Nothing but the lines from the start of the entries through the line containing "Target: white bookshelf" should appear in the answer, each given exactly.
━━━━━━
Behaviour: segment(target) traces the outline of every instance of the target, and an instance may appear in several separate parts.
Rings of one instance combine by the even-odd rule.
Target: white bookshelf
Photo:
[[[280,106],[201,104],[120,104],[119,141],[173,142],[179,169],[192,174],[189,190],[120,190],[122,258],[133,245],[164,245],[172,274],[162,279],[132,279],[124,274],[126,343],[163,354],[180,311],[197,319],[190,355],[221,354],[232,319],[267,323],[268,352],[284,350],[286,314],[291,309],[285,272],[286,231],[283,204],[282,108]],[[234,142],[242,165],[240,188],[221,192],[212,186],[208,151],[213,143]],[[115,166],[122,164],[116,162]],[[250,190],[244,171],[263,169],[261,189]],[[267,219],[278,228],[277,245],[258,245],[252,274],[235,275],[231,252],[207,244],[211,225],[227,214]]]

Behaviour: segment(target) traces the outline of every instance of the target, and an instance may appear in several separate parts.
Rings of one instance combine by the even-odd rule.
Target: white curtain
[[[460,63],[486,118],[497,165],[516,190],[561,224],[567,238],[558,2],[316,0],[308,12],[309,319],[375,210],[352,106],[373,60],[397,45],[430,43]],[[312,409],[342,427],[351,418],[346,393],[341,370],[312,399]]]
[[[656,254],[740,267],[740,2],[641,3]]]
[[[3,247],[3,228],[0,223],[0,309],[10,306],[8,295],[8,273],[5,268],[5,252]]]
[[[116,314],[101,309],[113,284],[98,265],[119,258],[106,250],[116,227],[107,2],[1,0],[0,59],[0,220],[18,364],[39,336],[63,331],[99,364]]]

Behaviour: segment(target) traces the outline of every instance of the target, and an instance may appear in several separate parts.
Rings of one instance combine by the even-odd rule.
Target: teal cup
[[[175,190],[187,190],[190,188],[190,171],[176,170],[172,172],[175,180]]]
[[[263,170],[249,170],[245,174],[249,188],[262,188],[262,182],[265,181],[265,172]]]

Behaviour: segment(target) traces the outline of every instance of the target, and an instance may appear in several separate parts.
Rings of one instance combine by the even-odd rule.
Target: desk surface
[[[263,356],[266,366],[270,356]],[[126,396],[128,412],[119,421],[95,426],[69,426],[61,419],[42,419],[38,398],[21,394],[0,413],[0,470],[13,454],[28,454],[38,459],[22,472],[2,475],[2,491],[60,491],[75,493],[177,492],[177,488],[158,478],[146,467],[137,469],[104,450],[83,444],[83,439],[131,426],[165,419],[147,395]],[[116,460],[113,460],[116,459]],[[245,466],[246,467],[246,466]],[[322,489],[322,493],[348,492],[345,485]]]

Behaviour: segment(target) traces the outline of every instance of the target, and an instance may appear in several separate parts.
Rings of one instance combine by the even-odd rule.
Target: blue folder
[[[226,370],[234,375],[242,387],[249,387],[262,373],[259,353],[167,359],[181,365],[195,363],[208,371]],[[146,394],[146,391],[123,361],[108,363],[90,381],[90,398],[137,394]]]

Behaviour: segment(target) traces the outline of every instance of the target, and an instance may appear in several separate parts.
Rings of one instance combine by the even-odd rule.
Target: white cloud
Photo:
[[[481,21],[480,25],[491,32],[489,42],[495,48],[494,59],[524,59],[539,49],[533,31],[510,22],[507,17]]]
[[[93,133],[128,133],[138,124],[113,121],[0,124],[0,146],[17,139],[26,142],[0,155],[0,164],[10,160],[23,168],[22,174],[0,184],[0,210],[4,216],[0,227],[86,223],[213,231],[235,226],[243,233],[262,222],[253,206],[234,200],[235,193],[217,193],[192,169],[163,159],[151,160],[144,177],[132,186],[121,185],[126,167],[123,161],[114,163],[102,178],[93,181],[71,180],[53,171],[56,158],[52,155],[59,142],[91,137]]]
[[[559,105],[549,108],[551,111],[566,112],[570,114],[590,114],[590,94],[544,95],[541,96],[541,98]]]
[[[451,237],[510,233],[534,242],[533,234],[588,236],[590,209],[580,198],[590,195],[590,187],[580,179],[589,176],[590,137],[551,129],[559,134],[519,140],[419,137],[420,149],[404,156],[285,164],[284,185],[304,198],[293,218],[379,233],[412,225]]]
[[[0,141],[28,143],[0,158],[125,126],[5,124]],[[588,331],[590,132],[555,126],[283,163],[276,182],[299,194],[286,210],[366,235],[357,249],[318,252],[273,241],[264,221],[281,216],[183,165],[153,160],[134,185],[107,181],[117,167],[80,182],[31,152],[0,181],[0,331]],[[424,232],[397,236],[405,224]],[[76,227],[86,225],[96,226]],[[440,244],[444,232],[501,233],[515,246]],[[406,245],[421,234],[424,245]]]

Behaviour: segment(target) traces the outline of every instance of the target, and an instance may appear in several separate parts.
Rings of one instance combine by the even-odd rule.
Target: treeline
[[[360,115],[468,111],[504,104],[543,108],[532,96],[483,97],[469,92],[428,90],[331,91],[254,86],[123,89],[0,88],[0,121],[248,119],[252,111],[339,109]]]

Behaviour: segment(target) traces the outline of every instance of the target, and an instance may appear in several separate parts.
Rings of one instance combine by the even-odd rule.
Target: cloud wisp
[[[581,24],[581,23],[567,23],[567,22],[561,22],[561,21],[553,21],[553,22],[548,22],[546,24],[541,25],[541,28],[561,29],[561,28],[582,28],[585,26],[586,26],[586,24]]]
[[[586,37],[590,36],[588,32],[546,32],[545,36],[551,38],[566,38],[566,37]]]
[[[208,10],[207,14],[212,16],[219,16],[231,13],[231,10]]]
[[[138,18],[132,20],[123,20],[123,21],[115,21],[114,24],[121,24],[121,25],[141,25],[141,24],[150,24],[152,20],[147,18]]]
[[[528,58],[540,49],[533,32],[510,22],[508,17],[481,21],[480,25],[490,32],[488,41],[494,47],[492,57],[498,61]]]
━━━━━━
Solution »
Behaviour: segment(target) traces the outline of every instance of the target, and an instance may appear in several separate parts.
Rings of one instance combine by the even-odd rule.
Target: white bookshelf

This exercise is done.